REQUIRED TASK: Turn the listing below into a numbered list, leaving out any blank lines.

ITEMS:
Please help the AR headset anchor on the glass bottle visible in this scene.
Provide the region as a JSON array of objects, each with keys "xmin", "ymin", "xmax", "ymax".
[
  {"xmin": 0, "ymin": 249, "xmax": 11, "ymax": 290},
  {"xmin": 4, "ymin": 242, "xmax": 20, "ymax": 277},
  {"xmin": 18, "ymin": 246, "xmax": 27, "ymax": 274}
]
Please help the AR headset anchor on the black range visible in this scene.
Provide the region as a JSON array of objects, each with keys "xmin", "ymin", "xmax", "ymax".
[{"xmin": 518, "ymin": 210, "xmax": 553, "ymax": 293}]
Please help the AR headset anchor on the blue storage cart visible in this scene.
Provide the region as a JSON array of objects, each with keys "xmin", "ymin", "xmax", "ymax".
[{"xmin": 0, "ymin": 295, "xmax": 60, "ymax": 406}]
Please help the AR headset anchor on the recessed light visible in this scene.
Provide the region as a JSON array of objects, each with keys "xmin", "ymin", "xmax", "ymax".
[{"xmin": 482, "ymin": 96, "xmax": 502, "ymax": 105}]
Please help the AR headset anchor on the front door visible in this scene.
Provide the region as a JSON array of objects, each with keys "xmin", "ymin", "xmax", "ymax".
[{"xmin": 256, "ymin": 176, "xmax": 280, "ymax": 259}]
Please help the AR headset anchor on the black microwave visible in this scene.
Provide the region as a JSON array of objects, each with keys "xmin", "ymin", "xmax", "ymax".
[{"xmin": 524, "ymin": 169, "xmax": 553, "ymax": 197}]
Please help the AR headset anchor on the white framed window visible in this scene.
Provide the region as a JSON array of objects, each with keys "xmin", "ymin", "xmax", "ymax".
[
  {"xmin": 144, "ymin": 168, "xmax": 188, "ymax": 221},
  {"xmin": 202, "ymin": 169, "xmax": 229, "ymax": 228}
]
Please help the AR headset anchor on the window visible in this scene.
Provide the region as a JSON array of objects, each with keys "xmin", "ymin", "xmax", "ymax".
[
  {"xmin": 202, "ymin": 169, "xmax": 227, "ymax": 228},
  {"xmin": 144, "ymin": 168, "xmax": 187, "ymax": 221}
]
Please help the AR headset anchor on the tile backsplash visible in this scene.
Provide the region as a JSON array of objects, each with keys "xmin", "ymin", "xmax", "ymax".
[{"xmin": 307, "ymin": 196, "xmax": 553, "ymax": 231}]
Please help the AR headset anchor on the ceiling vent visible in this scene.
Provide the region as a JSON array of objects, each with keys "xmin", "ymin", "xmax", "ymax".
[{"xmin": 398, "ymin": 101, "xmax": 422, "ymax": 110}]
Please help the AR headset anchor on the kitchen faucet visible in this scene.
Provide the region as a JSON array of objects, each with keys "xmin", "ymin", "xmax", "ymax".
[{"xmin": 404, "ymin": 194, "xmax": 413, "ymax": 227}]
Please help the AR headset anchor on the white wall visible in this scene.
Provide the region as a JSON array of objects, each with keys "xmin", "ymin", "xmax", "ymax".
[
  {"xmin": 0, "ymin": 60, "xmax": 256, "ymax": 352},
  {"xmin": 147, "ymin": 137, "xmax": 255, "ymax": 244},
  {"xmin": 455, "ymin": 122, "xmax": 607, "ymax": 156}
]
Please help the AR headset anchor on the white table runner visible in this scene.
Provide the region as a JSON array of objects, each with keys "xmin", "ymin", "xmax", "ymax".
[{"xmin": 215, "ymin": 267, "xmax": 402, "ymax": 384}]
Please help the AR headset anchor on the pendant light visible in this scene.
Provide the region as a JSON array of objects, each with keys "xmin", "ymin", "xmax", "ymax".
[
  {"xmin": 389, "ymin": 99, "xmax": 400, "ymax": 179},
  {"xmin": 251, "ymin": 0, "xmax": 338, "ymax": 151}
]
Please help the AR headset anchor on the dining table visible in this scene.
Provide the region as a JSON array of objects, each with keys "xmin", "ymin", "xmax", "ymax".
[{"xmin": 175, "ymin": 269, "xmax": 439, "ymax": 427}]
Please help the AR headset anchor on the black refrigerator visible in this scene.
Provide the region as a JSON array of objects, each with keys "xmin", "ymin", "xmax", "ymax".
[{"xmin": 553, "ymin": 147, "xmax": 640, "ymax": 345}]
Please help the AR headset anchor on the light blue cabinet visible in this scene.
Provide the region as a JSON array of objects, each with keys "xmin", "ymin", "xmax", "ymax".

ANSWER TO THE TASK:
1. Please help the AR headset anchor on the glass bottle visible in this scene.
2. Provide the region as a JSON array of objects, each with keys "xmin", "ymin", "xmax", "ymax".
3. [
4.   {"xmin": 0, "ymin": 249, "xmax": 11, "ymax": 290},
5.   {"xmin": 4, "ymin": 242, "xmax": 20, "ymax": 277},
6.   {"xmin": 18, "ymin": 246, "xmax": 27, "ymax": 274}
7. ]
8. Please help the AR headset anchor on the black range visible in this scene.
9. Provide the region as a JSON array of objects, each with keys "xmin", "ymin", "xmax", "ymax".
10. [{"xmin": 518, "ymin": 210, "xmax": 553, "ymax": 293}]
11. Please help the AR headset anchor on the blue storage cart visible in this scene.
12. Provide the region as a JSON array of objects, each with keys "xmin", "ymin", "xmax", "ymax".
13. [{"xmin": 0, "ymin": 295, "xmax": 60, "ymax": 406}]
14. Please help the AR headset anchor on the recessed light visible in this scene.
15. Provide the region as a JSON array of objects, each with keys "xmin", "ymin", "xmax", "ymax".
16. [{"xmin": 482, "ymin": 96, "xmax": 502, "ymax": 105}]
17. Please help the AR headset anchor on the front door visible in this scene.
18. Provide the region as a JSON array of objects, each with keys "xmin", "ymin", "xmax", "ymax".
19. [{"xmin": 256, "ymin": 176, "xmax": 280, "ymax": 259}]
20. Please help the AR headset anchor on the black microwave visible in this scene.
21. Provide the region as a JSON array of objects, each with keys "xmin", "ymin", "xmax", "ymax".
22. [{"xmin": 524, "ymin": 169, "xmax": 553, "ymax": 197}]
23. Please help the AR headset anchor on the white framed window visible in this scene.
24. Provide the region as a JSON array of objects, each with keys "xmin", "ymin", "xmax", "ymax".
25. [
26.   {"xmin": 144, "ymin": 168, "xmax": 188, "ymax": 221},
27.   {"xmin": 202, "ymin": 169, "xmax": 229, "ymax": 228}
28. ]
29. Please help the AR headset anchor on the window visible in this scene.
30. Provide the region as a JSON array of objects, each with keys "xmin", "ymin", "xmax", "ymax".
31. [
32.   {"xmin": 202, "ymin": 169, "xmax": 227, "ymax": 228},
33.   {"xmin": 144, "ymin": 168, "xmax": 187, "ymax": 221}
34. ]
35. Please help the AR headset anchor on the tile backsplash visible in this scene.
36. Provide the region as a JSON array of objects, each with keys "xmin", "ymin", "xmax", "ymax".
37. [{"xmin": 307, "ymin": 196, "xmax": 553, "ymax": 231}]
38. Please help the AR headset anchor on the ceiling vent visible in this scene.
39. Provide the region as a JSON array of objects, each with keys "xmin", "ymin", "xmax", "ymax".
40. [{"xmin": 398, "ymin": 101, "xmax": 422, "ymax": 110}]
41. Please help the AR headset anchor on the kitchen faucet visible in this scene.
42. Provide the region as a JSON array of objects, each with keys "xmin", "ymin", "xmax", "ymax".
43. [{"xmin": 404, "ymin": 194, "xmax": 413, "ymax": 227}]
44. Please help the AR headset anchor on the white wall visible in this scene.
45. Provide the region as a JSON array of objects, each with keys "xmin", "ymin", "xmax", "ymax".
46. [
47.   {"xmin": 0, "ymin": 60, "xmax": 256, "ymax": 352},
48.   {"xmin": 147, "ymin": 137, "xmax": 255, "ymax": 244},
49.   {"xmin": 455, "ymin": 122, "xmax": 607, "ymax": 156}
50. ]
51. Please help the AR headset anchor on the white table runner visible in this scene.
52. Provide the region as a JSON array of objects, each with keys "xmin", "ymin", "xmax", "ymax".
53. [{"xmin": 215, "ymin": 267, "xmax": 402, "ymax": 384}]
54. Please help the AR headset anchor on the pendant light visible in this scene.
55. Provide the region as a JSON array of objects, each with keys "xmin", "ymin", "xmax", "ymax".
56. [
57.   {"xmin": 389, "ymin": 99, "xmax": 400, "ymax": 179},
58.   {"xmin": 251, "ymin": 0, "xmax": 338, "ymax": 151}
59. ]
60. Please help the AR headset anchor on the dining table visible in this scene.
61. Provide the region as a JSON array of objects, each with keys "xmin", "ymin", "xmax", "ymax".
62. [{"xmin": 175, "ymin": 269, "xmax": 439, "ymax": 427}]
63. Please help the AR headset anchor on the black refrigerator visible in this scene.
64. Provide the region as a JSON array of objects, each with keys "xmin", "ymin", "xmax", "ymax".
65. [{"xmin": 553, "ymin": 147, "xmax": 640, "ymax": 345}]
66. Please help the AR headset anchor on the light blue cabinet visible in this scene.
67. Provide the region as a JSON array of objects, each with keys "xmin", "ymin", "xmax", "ymax".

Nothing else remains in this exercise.